▸ What you should do
Below are some records; return each one exactly.

▸ Records for the task
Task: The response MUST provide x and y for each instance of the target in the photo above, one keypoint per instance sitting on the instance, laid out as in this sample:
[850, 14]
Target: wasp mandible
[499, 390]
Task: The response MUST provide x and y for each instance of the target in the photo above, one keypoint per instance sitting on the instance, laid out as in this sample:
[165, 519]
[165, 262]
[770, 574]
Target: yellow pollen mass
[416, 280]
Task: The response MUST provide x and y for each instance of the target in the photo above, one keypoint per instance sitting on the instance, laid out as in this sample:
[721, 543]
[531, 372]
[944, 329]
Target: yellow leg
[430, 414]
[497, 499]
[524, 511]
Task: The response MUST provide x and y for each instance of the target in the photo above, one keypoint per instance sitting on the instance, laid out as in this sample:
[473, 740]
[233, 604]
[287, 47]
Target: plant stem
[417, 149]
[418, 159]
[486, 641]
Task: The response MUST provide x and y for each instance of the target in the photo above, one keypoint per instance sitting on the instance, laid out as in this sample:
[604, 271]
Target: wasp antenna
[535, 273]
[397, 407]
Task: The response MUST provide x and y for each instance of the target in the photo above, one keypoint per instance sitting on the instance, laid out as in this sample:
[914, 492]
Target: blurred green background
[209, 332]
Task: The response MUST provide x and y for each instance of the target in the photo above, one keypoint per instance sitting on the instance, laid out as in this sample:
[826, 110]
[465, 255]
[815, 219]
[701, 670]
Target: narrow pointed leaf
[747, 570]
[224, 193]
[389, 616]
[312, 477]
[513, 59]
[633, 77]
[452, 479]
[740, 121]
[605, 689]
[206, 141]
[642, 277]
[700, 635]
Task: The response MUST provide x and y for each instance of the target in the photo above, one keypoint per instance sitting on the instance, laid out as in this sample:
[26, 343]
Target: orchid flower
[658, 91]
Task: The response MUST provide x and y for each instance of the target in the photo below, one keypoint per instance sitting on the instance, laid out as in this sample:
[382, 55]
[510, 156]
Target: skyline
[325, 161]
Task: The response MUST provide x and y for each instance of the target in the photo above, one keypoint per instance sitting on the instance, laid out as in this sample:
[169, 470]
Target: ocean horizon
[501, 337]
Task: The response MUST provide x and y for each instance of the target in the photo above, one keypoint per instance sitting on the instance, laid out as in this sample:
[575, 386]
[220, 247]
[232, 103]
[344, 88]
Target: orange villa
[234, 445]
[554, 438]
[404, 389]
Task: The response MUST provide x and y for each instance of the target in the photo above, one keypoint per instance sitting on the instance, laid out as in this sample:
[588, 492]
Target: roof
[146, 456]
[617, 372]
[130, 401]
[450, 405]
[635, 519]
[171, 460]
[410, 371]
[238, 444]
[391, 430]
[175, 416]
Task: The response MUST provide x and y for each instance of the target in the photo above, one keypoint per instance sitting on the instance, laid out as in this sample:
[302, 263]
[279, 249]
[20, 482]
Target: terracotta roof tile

▸ Complete answer
Task: The response MUST provide x and y for each instance of the target in the photo above, one keypoint per instance sitting on the instance, laid out as in this sample:
[850, 14]
Target: wasp mandible
[499, 390]
Task: The response MUST provide x and y for each instance of the target in the photo above, one keypoint per instance sitting on the instance, laid out as in this sample:
[165, 519]
[165, 262]
[770, 574]
Target: yellow pollen mass
[416, 280]
Task: The response MUST provide x and y for each instance of the target in the photo above, one keypoint per instance sitting on the instance, laid out as in this sample:
[721, 543]
[531, 372]
[944, 329]
Target: yellow leg
[430, 414]
[497, 499]
[524, 511]
Task: The response MUST provide x and y for each instance of the target in the photo above, one keypoint per instance sitting on the instance, laid out as in this sample:
[473, 740]
[233, 604]
[287, 47]
Target: plant stem
[417, 149]
[418, 159]
[486, 641]
Task: The response MUST provide x and y for each instance of the target in the photo above, one keypoint per instance sitting on the instance, laid out as in this sample:
[604, 271]
Target: wasp antenna
[535, 273]
[397, 407]
Task: The response MUST provide x and y for each instance of the target in the photo above, one keypoint per instance sitting on the instance, laid out as in this sample:
[914, 492]
Target: blurred green background
[209, 332]
Task: The response MUST provide x and y for each instance of the target in the photo above, one keypoint per instance sitting on the instance, laid out as in this sample:
[826, 110]
[465, 255]
[815, 219]
[701, 670]
Target: narrow pointed leaf
[747, 570]
[224, 193]
[389, 616]
[312, 477]
[513, 59]
[633, 77]
[452, 479]
[740, 121]
[605, 689]
[206, 141]
[642, 277]
[700, 635]
Task: The response MUST provide x and y for each instance of the target in the photo above, one keypoint per instance sitting on the instance, laid out as in this sample:
[26, 343]
Target: orchid flower
[658, 91]
Task: The response MUST provide x and y for each instance of the target in the photo below, one keypoint per instance sitting on the instance, laid out as in this sample:
[382, 55]
[510, 156]
Target: skyline
[325, 161]
Task: The response MUST provide x and y for each instance of the target in the photo above, one keypoint per instance sitting on the instance, laid out as in this sample:
[169, 470]
Target: ocean horizon
[501, 337]
Task: The response MUST provide x and y for each instance of the target in the photo above, one keypoint per instance sitting on the instance, laid out as in this sample:
[575, 386]
[220, 247]
[232, 103]
[344, 88]
Target: orange villa
[234, 445]
[554, 438]
[404, 389]
Task: The response MUST provide x and y for each instance of the target in the photo above, one keypoint per instance sitting on the instance, laid out as in this sample:
[588, 492]
Target: roof
[146, 456]
[617, 372]
[130, 401]
[450, 405]
[635, 519]
[171, 460]
[410, 371]
[238, 444]
[391, 430]
[175, 416]
Task: The response MUST provide x and y for each instance of the target in the photo above, one keypoint per instance sitting on the instance, laid out as in this sample:
[302, 263]
[279, 249]
[20, 482]
Target: terracotta roof tile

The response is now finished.